• [Exercise description] Only lines with the string "below" are wanted. Pull them out of the data.

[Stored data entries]
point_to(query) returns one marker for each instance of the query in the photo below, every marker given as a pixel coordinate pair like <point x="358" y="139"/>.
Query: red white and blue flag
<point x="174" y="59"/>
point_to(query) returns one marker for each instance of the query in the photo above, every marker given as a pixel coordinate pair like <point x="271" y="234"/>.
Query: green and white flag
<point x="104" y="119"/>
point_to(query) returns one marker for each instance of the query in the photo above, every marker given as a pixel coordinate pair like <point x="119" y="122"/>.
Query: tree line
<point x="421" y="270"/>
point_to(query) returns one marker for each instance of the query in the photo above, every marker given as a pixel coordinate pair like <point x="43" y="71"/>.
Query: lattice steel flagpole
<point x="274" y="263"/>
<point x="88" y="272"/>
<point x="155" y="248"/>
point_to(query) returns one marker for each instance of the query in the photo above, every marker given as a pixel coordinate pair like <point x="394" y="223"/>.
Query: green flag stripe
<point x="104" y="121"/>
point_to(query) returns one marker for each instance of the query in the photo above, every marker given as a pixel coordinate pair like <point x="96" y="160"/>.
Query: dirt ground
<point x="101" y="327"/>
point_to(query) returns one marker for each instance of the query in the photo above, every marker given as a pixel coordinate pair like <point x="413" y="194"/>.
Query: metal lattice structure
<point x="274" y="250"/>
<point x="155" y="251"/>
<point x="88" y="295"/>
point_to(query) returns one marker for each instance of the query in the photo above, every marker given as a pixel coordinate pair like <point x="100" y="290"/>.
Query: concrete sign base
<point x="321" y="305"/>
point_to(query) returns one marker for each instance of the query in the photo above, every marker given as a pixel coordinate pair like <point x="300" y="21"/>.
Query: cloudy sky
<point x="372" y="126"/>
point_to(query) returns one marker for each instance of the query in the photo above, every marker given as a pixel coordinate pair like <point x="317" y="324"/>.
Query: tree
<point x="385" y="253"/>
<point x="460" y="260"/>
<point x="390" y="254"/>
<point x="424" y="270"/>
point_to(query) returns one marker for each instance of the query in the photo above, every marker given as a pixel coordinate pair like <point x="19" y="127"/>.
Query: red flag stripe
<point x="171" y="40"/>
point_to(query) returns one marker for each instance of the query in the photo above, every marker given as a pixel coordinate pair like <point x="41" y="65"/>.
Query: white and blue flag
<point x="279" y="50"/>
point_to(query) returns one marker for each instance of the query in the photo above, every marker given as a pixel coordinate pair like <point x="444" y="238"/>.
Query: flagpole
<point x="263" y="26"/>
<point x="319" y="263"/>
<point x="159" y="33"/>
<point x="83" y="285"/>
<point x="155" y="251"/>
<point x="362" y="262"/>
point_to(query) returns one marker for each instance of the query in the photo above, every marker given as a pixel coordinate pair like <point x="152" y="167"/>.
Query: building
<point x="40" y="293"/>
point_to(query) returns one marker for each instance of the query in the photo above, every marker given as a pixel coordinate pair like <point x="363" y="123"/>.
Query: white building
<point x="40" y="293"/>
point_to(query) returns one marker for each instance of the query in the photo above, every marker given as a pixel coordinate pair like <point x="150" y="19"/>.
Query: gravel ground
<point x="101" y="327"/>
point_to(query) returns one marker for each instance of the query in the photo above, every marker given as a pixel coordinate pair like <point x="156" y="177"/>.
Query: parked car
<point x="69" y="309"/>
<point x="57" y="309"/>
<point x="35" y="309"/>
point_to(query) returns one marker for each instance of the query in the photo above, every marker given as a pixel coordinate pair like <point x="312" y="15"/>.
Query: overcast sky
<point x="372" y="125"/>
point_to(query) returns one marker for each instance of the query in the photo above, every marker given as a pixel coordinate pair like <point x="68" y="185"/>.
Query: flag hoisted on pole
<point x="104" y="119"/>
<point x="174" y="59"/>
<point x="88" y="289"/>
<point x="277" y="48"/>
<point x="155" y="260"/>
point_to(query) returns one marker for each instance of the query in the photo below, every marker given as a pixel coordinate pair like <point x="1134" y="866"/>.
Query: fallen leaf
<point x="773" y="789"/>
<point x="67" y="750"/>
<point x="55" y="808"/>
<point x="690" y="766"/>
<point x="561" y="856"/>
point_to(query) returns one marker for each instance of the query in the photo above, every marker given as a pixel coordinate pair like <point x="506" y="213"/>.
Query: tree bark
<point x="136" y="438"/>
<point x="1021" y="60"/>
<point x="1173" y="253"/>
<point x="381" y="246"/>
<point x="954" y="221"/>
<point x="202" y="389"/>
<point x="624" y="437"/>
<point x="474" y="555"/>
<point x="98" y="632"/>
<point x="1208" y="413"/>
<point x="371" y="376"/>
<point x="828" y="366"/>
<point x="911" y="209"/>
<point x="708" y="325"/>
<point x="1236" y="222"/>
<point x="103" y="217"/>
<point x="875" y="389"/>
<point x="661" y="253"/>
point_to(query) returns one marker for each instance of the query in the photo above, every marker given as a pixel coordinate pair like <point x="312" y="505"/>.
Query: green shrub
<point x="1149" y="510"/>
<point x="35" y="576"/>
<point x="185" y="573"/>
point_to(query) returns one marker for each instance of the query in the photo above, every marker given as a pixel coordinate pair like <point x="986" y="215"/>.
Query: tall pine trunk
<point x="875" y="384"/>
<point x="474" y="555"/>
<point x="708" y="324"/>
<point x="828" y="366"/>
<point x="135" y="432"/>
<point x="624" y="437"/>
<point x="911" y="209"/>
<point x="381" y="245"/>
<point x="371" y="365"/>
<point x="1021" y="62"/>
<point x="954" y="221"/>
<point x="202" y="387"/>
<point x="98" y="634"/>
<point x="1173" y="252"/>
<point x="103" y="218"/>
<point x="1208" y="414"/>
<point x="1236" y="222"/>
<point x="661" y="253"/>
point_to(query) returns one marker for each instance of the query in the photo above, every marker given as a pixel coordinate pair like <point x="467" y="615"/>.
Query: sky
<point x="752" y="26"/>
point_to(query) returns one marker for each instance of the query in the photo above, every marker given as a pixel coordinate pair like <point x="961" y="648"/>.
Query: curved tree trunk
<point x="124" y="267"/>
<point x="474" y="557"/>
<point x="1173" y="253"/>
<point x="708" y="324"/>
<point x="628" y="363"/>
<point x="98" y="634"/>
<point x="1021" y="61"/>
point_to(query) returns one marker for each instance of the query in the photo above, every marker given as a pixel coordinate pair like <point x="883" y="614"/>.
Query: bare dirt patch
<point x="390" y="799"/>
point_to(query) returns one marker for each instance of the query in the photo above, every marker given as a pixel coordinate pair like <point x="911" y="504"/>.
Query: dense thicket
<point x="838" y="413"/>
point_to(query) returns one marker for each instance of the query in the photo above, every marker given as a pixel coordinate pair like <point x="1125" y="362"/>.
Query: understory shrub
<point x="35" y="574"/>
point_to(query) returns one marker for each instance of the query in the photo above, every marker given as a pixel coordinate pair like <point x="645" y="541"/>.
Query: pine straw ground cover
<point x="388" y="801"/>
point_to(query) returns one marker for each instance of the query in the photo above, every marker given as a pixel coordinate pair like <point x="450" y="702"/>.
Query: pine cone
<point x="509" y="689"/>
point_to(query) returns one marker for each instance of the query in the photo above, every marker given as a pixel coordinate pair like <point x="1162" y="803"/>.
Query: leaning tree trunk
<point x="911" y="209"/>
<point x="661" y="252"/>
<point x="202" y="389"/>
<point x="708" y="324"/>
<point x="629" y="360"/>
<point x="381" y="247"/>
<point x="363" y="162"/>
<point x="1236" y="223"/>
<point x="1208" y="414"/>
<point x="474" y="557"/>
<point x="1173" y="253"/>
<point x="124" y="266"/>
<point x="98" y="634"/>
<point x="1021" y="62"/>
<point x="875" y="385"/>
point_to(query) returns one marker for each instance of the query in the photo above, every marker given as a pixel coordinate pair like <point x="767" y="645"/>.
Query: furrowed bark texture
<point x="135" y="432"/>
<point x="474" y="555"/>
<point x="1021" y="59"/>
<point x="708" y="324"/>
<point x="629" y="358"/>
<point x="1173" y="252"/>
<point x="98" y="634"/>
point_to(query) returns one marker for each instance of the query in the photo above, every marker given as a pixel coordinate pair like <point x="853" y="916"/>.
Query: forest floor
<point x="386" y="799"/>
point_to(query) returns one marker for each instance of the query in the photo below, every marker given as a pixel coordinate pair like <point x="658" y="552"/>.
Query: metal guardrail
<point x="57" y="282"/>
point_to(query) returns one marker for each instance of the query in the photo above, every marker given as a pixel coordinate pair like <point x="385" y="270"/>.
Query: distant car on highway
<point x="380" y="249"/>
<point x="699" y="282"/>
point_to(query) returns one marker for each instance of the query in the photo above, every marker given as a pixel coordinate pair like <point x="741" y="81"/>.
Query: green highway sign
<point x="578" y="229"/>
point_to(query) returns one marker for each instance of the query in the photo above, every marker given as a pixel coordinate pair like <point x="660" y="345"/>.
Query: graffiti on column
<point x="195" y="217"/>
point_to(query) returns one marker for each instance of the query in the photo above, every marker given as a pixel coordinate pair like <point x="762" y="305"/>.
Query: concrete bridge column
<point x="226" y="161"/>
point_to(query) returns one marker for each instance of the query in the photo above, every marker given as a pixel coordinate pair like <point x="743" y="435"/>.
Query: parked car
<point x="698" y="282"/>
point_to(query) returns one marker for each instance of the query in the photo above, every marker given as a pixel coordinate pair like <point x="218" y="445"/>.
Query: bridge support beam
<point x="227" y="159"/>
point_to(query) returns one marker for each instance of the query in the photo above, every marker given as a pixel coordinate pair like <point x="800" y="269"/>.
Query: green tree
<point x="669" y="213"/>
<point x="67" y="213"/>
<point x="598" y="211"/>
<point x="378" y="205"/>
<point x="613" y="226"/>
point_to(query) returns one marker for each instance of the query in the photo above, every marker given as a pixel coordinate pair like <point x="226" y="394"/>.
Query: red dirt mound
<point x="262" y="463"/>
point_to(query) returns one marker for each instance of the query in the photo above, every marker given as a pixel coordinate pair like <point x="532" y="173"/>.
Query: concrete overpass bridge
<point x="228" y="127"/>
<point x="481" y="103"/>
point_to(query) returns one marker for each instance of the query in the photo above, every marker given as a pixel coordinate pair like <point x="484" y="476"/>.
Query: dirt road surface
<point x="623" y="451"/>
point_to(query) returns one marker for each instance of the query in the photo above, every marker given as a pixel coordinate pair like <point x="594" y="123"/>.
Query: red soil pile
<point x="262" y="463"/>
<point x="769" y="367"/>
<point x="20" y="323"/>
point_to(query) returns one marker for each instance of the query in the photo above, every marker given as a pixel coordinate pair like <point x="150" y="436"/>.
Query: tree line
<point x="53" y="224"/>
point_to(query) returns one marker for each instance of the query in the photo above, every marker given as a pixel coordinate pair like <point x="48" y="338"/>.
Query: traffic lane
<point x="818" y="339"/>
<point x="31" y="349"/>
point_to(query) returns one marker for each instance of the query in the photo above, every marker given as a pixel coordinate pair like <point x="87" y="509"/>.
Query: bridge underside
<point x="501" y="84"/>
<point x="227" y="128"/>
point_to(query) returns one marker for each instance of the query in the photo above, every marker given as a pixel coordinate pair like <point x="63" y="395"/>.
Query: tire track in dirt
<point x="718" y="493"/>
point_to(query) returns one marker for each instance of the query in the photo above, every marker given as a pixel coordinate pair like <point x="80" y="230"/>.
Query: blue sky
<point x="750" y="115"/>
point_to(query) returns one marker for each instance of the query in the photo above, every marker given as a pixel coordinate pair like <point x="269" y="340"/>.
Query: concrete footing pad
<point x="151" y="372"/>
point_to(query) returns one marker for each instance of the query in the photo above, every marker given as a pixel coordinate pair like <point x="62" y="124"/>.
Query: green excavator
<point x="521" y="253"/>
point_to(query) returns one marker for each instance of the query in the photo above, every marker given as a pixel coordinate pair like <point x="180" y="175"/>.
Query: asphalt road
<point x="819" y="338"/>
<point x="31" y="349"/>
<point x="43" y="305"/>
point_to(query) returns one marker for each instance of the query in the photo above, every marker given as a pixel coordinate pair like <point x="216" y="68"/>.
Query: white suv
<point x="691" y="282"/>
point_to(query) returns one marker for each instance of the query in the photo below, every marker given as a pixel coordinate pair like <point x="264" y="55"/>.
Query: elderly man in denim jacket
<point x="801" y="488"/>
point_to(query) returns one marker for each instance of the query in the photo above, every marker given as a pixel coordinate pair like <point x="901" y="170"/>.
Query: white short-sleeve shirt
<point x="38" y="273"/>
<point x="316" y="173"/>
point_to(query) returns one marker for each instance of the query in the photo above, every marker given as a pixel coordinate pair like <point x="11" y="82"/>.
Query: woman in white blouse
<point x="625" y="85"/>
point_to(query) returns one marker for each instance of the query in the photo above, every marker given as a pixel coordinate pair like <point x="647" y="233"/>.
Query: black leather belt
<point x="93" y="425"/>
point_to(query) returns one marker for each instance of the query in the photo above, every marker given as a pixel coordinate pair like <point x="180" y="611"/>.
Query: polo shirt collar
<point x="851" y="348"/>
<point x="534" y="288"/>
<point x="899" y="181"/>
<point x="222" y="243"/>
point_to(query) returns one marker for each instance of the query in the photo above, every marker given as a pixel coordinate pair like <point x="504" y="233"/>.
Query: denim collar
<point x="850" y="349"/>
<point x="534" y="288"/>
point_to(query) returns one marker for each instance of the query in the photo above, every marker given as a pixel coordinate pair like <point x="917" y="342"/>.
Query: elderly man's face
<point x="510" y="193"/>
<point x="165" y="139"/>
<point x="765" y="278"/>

• [Response for this exercise]
point_to(query) returns one marker for each instance of the query in the photo below, every marker given as a pixel coordinate pair like <point x="358" y="139"/>.
point_to(query) returns one marker for each instance of the query in the photo below, every marker given as a pixel coordinate pair like <point x="1134" y="866"/>.
point_to(query) returns one marker for each instance of the query in the photo below, every marker given as a pixel coordinate pair like <point x="658" y="552"/>.
point_to(query) returns one marker for each instance of the query in the photo below, every marker given as a pixel coordinate pair like <point x="264" y="55"/>.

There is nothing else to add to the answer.